**Document text:**
※

Visualizing the Complex Relationship Between Truth and Falsehood
by Paul Hibbert
Once in a while, in that strange time between sleeping and waking, I have the feeling that I have been endowed with radical insight — an epiphany, if you will. Upon further reflection and scrutinizing in the cold light of day that intuition either evaporates, is seen as trivial or is simply erroneous. I don’t think that my experience is particularly unusual as many people have tried to write down the poems, dreams and so on that they think are insightful, at least on the wee, small hours of the night. However, sometimes I experience something that really has given me a somewhat different way of looking at an issue. I will attempt to describe this to you by way of analogy, but first I must clarify what the analogy will be compared to.
Many readers will already be familiar with the Mandelbrot set, a mathematical construct that has fascinated mathematicians, artists and the general population over the last quarter century or so; but for those who aren’t familiar with it, and for completeness, I’ll give a layman’s description. A depiction of the Mandelbrot set is presented as pixels, as on your computer screen. Each pixel is either black or white — black designating that the pixel is within the Mandelbrot set and white, if not. The method of determining the status is to perform an iterative calculation on a particular non-linear function whose variables include its own result, that is, after an evaluation the result is fed as data to the next evaluation until the result either converges to a constant value, or it doesn’t converge after an arbitrarily large number of iterations. If it does not converge it is within the set (and colored black) or if it does converge it is not in the set (and colored white.) This process of analyzing every pixel is very computing intensive and the Mandelbrot set never could have been discovered without computers. It is also interesting that its beauty and significance would never have been appreciated without depicting it graphically.
The set is shown below. Its properties are that its boundaries are infinitely complex, that is, we could magnify the picture to any degree we wished and as long as we continued to evaluate each new pixel as it emerged, we would continue to see new, complex structures. This is demonstrated in the diagram below. Different levels of magnification have the property of self-similarity, as is evident, but that is not particularly relevant to this discussion. Mandelbrot originally thought that the small, black spots barely visible in the diagram were isolated from all the others but it has been subsequently proven that they are all, in fact, connected by thin tendrils that can be determined by further magnification. This is true at any degree of magnification.
 
The degree of magnification is really a measure of the amount of precision we are computing with. For instance, the pixel represented at coordinate (1.0, 1.0) is actually the value computed
for (1.0000000, 1.0000000), if our computer is capable of eight digits precision, but it represents all the myriad of sub-pixels within it that together might display enormous complexity when magnified.
Suppose we dispense with the Mandelbrot set for the time being. Imagine that we can represent a true statement, for instance, “existence exists,” by a black pixel and a false statement as a white pixel. Knowledge is inexhaustible — we will never be able to know everything about everything, thus there are an infinite number of true statements. As well, the world is infinitely complex, as was succinctly expressed by a programming guru: “Everything is deeply intertwingled.” Thus, all true statements can be linked to one another and they must be mutually supportive. All true statements can be derived from “existence exists.” It is my conjecture that it is possible to devise a method of classifying true statements and relating them one to another, albeit in a very complex manner, and depicting these relationships in a plane. Manifestly true statements such as “existence exists” would reside in the center of a large black mass. That statement is the origin of all other true statements and its coordinates have infinite precision. Other, far less qualified statements and contentious statements would lie near the periphery. All statements would lie in a plane but the level of current knowledge would be at one particular level of magnification and a more basic level would be at a coarser magnification. It is a matter of precision of stipulating the coordinates that correlates with the sophistication of the knowledge.

※

**Data section:**

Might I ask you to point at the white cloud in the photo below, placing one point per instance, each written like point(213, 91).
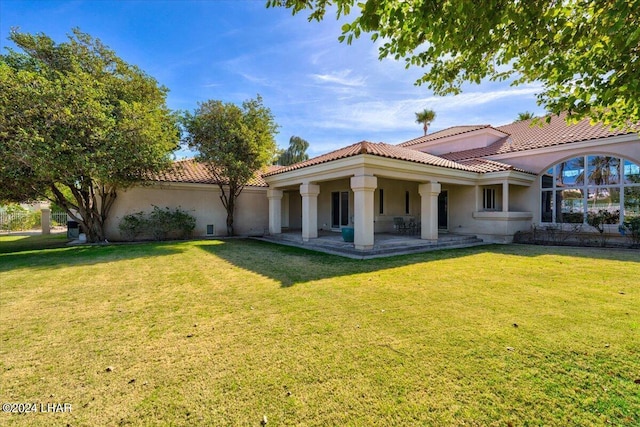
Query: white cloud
point(340, 77)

※

**Set of tasks:**
1. The Mandelbrot essay says the set could never have been discovered without computers. Using the essay, explain why in one to three sentences.
2. Print the part of the Mandelbrot essay starting at "Visualizing the Complex" and ending at "be compared to.".

**Results of the exercise:**
1. Deciding whether each pixel is in the set means running an iterative calculation, feeding each result into the next evaluation until it converges or fails to converge after an arbitrarily large number of iterations. Doing this for every pixel takes a great deal of computing.

2.
Visualizing the Complex Relationship Between Truth and Falsehood
by Paul Hibbert
Once in a while, in that strange time between sleeping and waking, I have the feeling that I have been endowed with radical insight — an epiphany, if you will. Upon further reflection and scrutinizing in the cold light of day that intuition either evaporates, is seen as trivial or is simply erroneous. I don’t think that my experience is particularly unusual as many people have tried to write down the poems, dreams and so on that they think are insightful, at least on the wee, small hours of the night. However, sometimes I experience something that really has given me a somewhat different way of looking at an issue. I will attempt to describe this to you by way of analogy, but first I must clarify what the analogy will be compared to.